• To do: Write out all of the records precisely. Skip anything that is a picture.

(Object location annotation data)

========================================================================

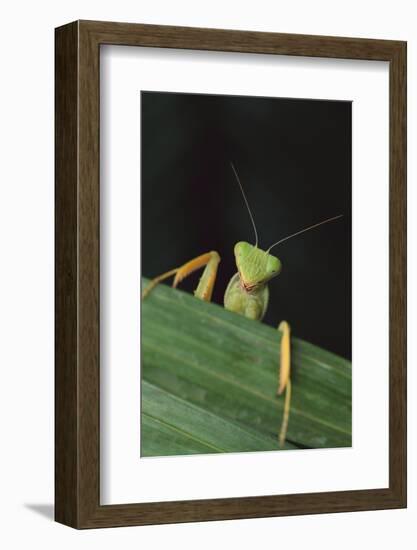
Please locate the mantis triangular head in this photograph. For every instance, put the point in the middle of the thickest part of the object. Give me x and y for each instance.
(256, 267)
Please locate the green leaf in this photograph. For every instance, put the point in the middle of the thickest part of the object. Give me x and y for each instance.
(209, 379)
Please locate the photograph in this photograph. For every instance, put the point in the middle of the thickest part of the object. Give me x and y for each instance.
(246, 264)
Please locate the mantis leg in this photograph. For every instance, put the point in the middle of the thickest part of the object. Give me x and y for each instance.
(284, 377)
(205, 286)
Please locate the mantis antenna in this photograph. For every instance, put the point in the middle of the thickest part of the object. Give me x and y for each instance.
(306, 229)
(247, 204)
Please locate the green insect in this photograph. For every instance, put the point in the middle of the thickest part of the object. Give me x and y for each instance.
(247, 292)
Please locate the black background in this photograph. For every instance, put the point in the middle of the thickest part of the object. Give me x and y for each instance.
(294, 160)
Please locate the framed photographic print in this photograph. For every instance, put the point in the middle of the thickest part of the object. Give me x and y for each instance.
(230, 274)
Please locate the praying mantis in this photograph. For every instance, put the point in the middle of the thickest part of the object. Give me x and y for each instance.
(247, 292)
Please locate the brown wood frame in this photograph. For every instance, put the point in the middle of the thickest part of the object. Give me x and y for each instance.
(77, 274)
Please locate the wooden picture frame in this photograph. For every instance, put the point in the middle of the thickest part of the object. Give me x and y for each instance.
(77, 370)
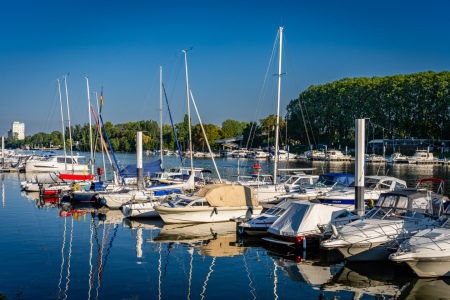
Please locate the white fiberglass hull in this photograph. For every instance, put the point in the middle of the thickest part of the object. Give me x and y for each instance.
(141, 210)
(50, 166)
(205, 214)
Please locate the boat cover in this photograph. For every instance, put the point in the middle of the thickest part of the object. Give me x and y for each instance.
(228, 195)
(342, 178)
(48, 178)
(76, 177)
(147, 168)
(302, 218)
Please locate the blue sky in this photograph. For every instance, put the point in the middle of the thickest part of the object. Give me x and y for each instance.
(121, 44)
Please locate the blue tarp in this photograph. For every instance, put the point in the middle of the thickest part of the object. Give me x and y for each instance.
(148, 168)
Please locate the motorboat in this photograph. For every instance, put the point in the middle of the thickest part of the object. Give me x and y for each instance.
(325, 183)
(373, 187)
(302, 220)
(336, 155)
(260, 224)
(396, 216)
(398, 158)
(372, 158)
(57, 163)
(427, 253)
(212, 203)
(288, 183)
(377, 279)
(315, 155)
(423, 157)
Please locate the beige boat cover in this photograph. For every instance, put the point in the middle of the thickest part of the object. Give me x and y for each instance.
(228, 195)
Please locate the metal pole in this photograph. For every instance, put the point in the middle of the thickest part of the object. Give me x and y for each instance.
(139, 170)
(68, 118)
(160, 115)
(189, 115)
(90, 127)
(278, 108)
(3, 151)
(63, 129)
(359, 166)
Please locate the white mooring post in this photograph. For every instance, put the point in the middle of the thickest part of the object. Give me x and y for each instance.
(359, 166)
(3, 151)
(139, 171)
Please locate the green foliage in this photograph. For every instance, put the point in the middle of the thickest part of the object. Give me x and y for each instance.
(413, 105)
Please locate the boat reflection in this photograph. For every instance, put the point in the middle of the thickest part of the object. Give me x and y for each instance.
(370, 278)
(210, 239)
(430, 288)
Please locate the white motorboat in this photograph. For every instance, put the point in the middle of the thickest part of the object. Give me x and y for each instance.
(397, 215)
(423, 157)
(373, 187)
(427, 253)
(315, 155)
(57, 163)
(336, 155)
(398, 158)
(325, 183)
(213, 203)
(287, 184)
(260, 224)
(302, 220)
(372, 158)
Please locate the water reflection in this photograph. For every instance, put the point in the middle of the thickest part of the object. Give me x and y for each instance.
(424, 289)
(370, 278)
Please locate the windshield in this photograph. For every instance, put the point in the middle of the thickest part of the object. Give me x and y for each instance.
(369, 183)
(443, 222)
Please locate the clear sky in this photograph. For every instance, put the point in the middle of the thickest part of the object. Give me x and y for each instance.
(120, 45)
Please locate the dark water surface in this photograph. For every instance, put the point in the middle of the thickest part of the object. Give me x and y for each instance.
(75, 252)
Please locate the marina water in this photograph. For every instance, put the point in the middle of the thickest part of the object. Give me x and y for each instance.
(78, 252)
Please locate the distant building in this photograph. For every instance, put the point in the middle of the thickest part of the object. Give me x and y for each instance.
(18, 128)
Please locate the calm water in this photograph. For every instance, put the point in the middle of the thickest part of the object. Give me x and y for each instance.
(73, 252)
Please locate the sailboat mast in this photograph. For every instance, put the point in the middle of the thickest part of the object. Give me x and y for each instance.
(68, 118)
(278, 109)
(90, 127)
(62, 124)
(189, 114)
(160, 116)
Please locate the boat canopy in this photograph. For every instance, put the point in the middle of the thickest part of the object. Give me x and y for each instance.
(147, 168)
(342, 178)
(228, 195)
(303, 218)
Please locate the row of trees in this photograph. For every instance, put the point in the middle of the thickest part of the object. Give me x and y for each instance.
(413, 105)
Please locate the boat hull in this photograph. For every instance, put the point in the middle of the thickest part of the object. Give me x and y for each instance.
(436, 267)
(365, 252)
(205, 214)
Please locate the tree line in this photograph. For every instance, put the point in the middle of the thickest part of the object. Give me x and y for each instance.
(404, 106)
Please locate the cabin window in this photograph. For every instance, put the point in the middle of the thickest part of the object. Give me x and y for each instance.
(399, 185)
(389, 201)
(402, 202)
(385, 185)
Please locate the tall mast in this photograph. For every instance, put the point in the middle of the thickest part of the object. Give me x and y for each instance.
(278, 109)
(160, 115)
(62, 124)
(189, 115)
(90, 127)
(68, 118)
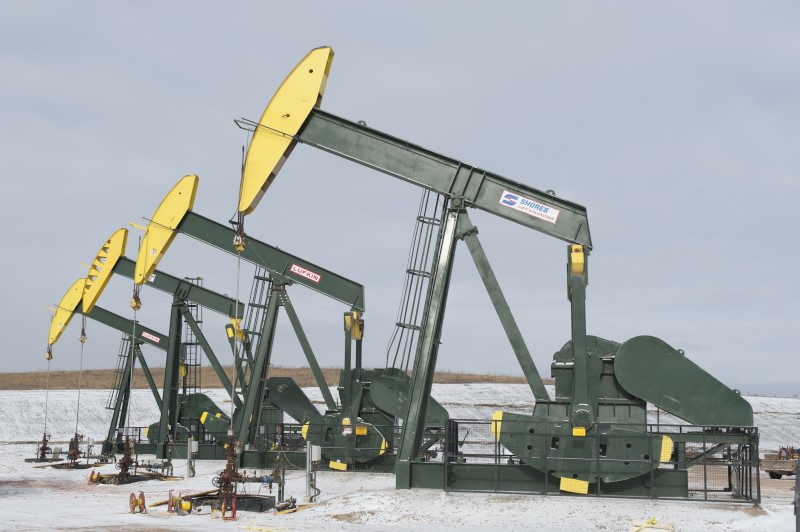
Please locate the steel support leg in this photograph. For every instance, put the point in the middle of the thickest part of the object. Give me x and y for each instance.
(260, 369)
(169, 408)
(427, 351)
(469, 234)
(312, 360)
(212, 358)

========================================================================

• Answer below:
Please locate the mantis triangular head in this photograph. For every instance, put the point in the middle of the thickest part of the object. Give me x and y for each instance.
(256, 267)
Please locate the green leaf in this photograph. For every instance, put the point in the middle of the thickest part of the object. Give me x and y for each instance.
(209, 379)
Please locate the photograph in this photograph. For every instance, put the point in the middle of the thickest part of the object. Give me x and y for each instance.
(246, 264)
Please locate the mantis leg in this photograph. For every instance, put the point in the middle of the thickest part of the object. Give me x and y for each instance.
(284, 377)
(205, 286)
Please locate the mantis antenna in this photograph. For every instance, put the point in the middle of the thickest part of the object. Give me x and y for each instance.
(306, 229)
(247, 204)
Please locate the green insect in this photograph. For every instance, put the point in the middle of the thickest part of the object. Give me x and y for each instance.
(247, 292)
Please locate the black background in this photograph. For every instance, put the point in the middle of the thickest part of the object. Give me x and y for each instance.
(294, 160)
Please locate the framed photographic print in this photograph. For every instance, put the point in the middle of the thickest part of the object. Give me x and y for each instance.
(230, 274)
Please locate the praying mantis in this photograph. For every instance, put the point in the middle of the thickest part of the object. Give me x and y for each instance.
(247, 292)
Please locate the brown wood frame in this photograph. For every instance, put the point in the middle of the thickest part of the object. Give me x and y for each instance.
(77, 274)
Please locate the wooden picture frame in this photograph. For every instance, put the point in the middle of the thickest part of the object. Give me x and y for each instance.
(77, 370)
Please locate the white fiberglass hull in this photograph. For every instance, put the point in the middle of the thickest part of the object. Give me x and y for each instance.
(141, 210)
(50, 166)
(205, 214)
Please locate the boat cover in this photograph. For every instance, put the point in the middle of the thickest part of the object. Give me x and y for each instance.
(228, 195)
(342, 178)
(48, 178)
(76, 177)
(147, 168)
(302, 218)
Please locate the blue sky in this photograph. For every instance, put the point in the middle of the thickest part of the object. Give me x and y for each instance.
(121, 44)
Please locate the blue tarp in this photograph. For every instance, put the point in the middle of the thickest part of the object. Give me x and y for each instance.
(148, 168)
Please locate the motorboat in this photograph. For every instance, put the point in the middle of the thickest part of the object. Give me x and y for each instance.
(325, 183)
(373, 187)
(302, 220)
(336, 155)
(260, 224)
(396, 216)
(398, 158)
(372, 158)
(57, 163)
(427, 253)
(212, 203)
(288, 183)
(377, 279)
(315, 155)
(423, 157)
Please locate the beige boat cover in this photograph. For every instance, put the point in the middle of the thickest part of the object. Give me x and y for each instance.
(228, 195)
Please locate the metal pole in this photograph. For every instance, put the point in the middle of the thickest part of the object. Give me x and y for each instance.
(139, 170)
(68, 118)
(160, 115)
(189, 115)
(90, 127)
(278, 108)
(3, 151)
(63, 129)
(359, 166)
Please locate the white mooring post in this photograph. For every instance, put the point in the middle of the thickest part of the object. Give me x and y for each instance.
(359, 166)
(3, 151)
(139, 171)
Please locate the green foliage in this photograph. For every instance, put the point in the middle of the thickest part of the object. Give me x and y for each instance.
(413, 105)
Please locate the boat reflection in this photograph. For every instance, put the point in the middle of the thickest part of the object. Give me x and y for each instance.
(370, 278)
(210, 239)
(430, 288)
Please locate the white motorboat in this photograph. For every instance, put the point in the middle of the thickest part of the object. Give me x and y for each instance.
(397, 215)
(423, 157)
(373, 187)
(427, 253)
(315, 155)
(57, 163)
(336, 155)
(398, 158)
(325, 183)
(213, 203)
(287, 184)
(260, 224)
(302, 220)
(372, 158)
Please locate the water reflection in this photograph. For every instance, put the point in the middle of the thickest part of the object. Give me x and y for each instance.
(424, 289)
(370, 278)
Please locate the windshield in this photograph. For every instance, put the point in the middle of the thickest part of the object. Give me x and y for each instance.
(369, 183)
(443, 222)
Please locate the clear sky in this photograph. For every instance, put the point in the middle of the thickest part of the object. Give me x and y for each instance.
(120, 45)
Please locate the dark water surface in this photograph. For every instance, put the point in the middle of the thickest part of the object. Give me x and y for each instance.
(75, 252)
Please locate the marina water in this photograph. For every instance, put the point in the middle of the thickest part of the object. Give me x and y for each instance.
(78, 252)
Please locate the distant building in this photograph. For every instance, put the point in the middle of the thickest part of the object. Give me x and y for each instance.
(18, 128)
Please locate the calm water in this photograph. For every instance, put the point in the middle of the thickest part of the object. Give me x and y for each instance.
(73, 252)
Please locate the sailboat mast in this photograph. For every instance, put the point in the middle of the thickest part of the object. Give me x and y for each instance.
(68, 118)
(278, 109)
(90, 127)
(62, 124)
(189, 114)
(160, 116)
Please locate the boat canopy in this photograph. For every instance, put the point in the middle of the thickest part of the object. Give me x and y for each instance.
(147, 168)
(342, 178)
(228, 195)
(303, 218)
Please locate the row of trees in this photograph. For every instance, put the point in the middle of the thickest part of the object. Give me x and y for each instance.
(413, 105)
Please locate the boat hull in this photograph. For every instance, put the point in the middle of the thickest part of the object. Give me x and y for each instance.
(436, 267)
(365, 252)
(205, 214)
Please locate the tree line in this photograph. For every instance, put the point in the middle of the thickest part of the object. Give me x and y for each instance.
(404, 106)
Please locate the cabin window in this photograph. For every instance, put the point in the middle of the thickest part of the object. Give me x and y for each instance.
(399, 185)
(389, 201)
(402, 202)
(385, 185)
Please locate the tall mast in this photograph. For every instance, put the point in the middle of the thickest part of the object. Give me x and y for each instance.
(278, 109)
(160, 115)
(62, 124)
(189, 115)
(90, 127)
(68, 118)
Please locate the steel support leg in this photograph. For every instance, put the point in the middle of the thickest part of the object. Give me x and y for each instance.
(260, 369)
(169, 408)
(427, 351)
(469, 234)
(312, 360)
(212, 358)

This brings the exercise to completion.